Twelve-year-old Ansche Hedgepeth grabbed an order of French fries after school on her way to the Tenleytown/American University Metrorail station in Washington, D.C. The Washington Metropolitan Area Transit Authority had decided to kick off a week of “zero tolerance” enforcement of “quality of life offenses.” When a police officer noticed Ansche, unaware of the no-eating rule on the metro, consuming her first French fry, she was immediately searched; her jacket, backpack, and shoelaces were confiscated; and she was handcuffed and taken to the Juvenile Processing Center in a paddy wagon. Ordinarily an adult is fined on a first offense and arrested on a second. A minor can be warned but not fined, and the zero-tolerance policy removed the officer’s ability to warn Ansche, leaving arrest as their only other option.

(Collected data)
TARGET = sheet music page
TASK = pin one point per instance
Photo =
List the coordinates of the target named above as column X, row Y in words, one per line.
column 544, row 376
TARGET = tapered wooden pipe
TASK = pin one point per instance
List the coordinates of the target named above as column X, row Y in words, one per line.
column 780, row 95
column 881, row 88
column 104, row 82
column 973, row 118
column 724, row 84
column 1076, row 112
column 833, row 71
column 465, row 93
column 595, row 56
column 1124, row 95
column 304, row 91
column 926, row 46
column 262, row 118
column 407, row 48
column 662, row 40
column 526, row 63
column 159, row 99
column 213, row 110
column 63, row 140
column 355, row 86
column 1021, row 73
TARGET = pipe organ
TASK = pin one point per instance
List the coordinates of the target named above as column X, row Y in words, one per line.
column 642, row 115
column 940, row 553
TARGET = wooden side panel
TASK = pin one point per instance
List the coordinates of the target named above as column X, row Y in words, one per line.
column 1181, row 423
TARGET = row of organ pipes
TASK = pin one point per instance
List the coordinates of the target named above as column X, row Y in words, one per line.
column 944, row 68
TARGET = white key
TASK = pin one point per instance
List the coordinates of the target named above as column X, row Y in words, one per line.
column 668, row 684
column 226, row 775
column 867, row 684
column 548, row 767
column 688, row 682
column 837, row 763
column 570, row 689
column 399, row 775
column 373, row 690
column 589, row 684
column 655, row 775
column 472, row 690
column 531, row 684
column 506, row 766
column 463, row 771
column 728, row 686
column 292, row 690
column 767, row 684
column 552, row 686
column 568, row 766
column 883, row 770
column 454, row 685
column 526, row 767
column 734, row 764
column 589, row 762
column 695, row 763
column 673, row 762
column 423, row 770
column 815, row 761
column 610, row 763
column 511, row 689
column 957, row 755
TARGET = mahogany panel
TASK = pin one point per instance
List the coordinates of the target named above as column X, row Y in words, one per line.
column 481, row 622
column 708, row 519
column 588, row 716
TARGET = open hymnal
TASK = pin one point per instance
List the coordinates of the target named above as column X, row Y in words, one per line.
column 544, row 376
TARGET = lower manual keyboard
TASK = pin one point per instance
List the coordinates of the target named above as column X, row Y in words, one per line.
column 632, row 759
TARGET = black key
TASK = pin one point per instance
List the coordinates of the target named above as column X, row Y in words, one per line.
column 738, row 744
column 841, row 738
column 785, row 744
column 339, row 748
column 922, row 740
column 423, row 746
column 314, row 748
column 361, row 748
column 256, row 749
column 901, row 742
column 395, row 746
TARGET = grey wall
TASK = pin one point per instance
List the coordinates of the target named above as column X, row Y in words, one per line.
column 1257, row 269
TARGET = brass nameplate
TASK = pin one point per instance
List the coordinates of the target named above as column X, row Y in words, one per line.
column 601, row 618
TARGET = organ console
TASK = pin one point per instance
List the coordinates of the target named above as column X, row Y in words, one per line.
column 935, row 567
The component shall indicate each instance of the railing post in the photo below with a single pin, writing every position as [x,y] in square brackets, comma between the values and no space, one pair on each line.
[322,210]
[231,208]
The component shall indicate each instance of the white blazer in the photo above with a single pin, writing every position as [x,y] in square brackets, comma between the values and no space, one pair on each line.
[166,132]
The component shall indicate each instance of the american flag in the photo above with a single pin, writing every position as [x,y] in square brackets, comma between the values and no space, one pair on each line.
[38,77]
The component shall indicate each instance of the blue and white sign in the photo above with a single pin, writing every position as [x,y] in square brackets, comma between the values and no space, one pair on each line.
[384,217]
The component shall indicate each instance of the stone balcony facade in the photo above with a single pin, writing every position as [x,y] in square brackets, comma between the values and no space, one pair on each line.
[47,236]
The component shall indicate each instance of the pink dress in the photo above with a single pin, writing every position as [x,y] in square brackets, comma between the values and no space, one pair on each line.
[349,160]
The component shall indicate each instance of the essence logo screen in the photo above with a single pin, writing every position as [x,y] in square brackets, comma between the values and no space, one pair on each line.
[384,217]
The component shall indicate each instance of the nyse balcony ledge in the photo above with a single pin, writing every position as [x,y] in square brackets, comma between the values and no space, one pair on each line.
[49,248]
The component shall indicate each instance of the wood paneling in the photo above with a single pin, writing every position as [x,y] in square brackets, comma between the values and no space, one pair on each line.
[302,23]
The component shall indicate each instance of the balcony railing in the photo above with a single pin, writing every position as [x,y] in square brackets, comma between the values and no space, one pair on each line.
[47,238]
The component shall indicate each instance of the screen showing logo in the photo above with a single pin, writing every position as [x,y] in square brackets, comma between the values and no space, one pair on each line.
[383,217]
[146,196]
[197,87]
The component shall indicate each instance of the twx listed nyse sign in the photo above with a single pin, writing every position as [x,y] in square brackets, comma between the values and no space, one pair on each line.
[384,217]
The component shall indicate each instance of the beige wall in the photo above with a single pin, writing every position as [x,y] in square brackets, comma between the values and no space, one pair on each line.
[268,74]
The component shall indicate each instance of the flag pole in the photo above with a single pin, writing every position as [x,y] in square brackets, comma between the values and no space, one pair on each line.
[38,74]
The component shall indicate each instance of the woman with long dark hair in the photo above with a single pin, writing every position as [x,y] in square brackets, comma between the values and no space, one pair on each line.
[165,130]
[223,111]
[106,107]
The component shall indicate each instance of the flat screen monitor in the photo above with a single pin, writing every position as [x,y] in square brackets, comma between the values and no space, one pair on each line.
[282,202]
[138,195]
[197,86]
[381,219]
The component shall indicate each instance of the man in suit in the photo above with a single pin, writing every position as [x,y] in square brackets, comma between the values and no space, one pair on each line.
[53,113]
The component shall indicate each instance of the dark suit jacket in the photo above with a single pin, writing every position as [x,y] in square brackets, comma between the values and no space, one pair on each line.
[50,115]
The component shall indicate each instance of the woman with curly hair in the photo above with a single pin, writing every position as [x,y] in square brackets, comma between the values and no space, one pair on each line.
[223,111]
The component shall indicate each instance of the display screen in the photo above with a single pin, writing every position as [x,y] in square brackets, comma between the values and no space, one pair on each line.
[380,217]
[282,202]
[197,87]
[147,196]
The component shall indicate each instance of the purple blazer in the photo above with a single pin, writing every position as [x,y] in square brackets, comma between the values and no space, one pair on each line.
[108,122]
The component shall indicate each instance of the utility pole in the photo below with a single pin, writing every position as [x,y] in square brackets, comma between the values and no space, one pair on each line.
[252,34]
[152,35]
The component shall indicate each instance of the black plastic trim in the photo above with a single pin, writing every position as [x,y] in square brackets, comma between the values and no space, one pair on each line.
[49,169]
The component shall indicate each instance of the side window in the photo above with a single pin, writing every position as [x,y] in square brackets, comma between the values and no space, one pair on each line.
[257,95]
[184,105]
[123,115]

#### Exercise objective:
Output the complete passage about the French fry arrest at the Tenleytown/American University Metrorail station, word for word. Use only the text.

#### Result of this task:
Twelve-year-old Ansche Hedgepeth grabbed an order of French fries after school on her way to the Tenleytown/American University Metrorail station in Washington, D.C. The Washington Metropolitan Area Transit Authority had decided to kick off a week of “zero tolerance” enforcement of “quality of life offenses.” When a police officer noticed Ansche, unaware of the no-eating rule on the metro, consuming her first French fry, she was immediately searched; her jacket, backpack, and shoelaces were confiscated; and she was handcuffed and taken to the Juvenile Processing Center in a paddy wagon. Ordinarily an adult is fined on a first offense and arrested on a second. A minor can be warned but not fined, and the zero-tolerance policy removed the officer’s ability to warn Ansche, leaving arrest as their only other option.